▸ PARTS OF THE EXERCISE:
- A) Which collaborator is listed in the project descriptions?
- B) Restate the stretch of the project descriptions from "Experimental funding: Open-source software" through "Masters/PhD program or similar.", with "Open-source software" renamed "Licensed software".

── SELECTED TEXT ──

While thermosiphons have been investigated before for use in domestic solar water heating, this combination with interfacial evaporation has not been investigated.

In this project a thermosiphon system using interfacial evaporation will be designed and modelled to predict the technical performance that the system would be able to achieve. The hypothetical system would require a collector, and both tracking and stationery collectors would be modelled. The model will make use of heat transfer relations and thermodynamics to predict the overall technical performance of the system. The model will then be used to consider several heating fluids and design choices to optimise the design.

Lastly, the system design and technical performance parameters will then be used as inputs into a techno economic analysis of the design to see how this system would compare to current domestic heating solutions on the market and thus decide if this is a commercially viable technology.

Study Type: This is a desktop study focused on modelling and analysis of the various design configurations developed during the study. The theory covered will focus on the physics of interfacial evaporation, condensation, heat loss, solar ray concentration and similar as well as advanced techno-economic analyses methods. Coding and numerical analysis will be required to develop the model of the system, but it is envisaged to be largely a first principles model. However, some CFD may be necessary.  

Study Mode: Full Time or Part Time

Degree Type: Masters

Experimental funding: Open-source software will be used.

Student funding: The student will have to self fund their studies or secure funding through DSI-NRF Masters/PhD program or similar.

Collaborators: Graduate School of Technology Management, University of Pretoria

3D printed heat exchangers: Design, modelling, optimization and technoeconomic analysis

3D printing (or additive manufacturing) can be used to print shapes that previous manufacturing technologies could not achieve. This allows for new design ideas and concepts to be produced to compete with existing design paradigms.

Heat exchangers can benefit from these complex shapes, as they allow for enhanced heat transfer through advanced shapes not previously possible with existing manufacturing technologies. With copper 3D printing in particular only recently successfully achieved, the commercial competitiveness of these 3D printed heat exchangers is not well known.

In this project, a 3D printed heat exchanger and ‘traditional’ flat plate heat exchanger will be compared. They will be designed, developed, modelled and optimized to determine the performance advantages that the 3D printed heat exchanger can possibly provide. Lastly, a techno economic analysis will be completed to determine the cost benefits ( if any) of these 3D printed heat exchangers.

Study Type: This is a desktop study focused on modelling and analysis of the various design configurations developed during the study. The theory covered will focus on the physics of heat transfer of single phase and phase change systems. (i.e. boiling and condensation). Coding and numerical analysis will be required to develop the model of the system, but it is envisaged to be largely a first principles model. However, some CFD may be necessary.

───
── RECORDED INFORMATION ──

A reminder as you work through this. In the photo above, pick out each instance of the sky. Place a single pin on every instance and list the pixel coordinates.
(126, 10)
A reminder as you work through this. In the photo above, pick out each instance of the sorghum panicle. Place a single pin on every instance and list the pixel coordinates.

───

▸ EXPECTED RESPONSES:
- A) The Graduate School of Technology Management, University of Pretoria.

- B)
Experimental funding: Licensed software will be used.

Student funding: The student will have to self fund their studies or secure funding through DSI-NRF Masters/PhD program or similar.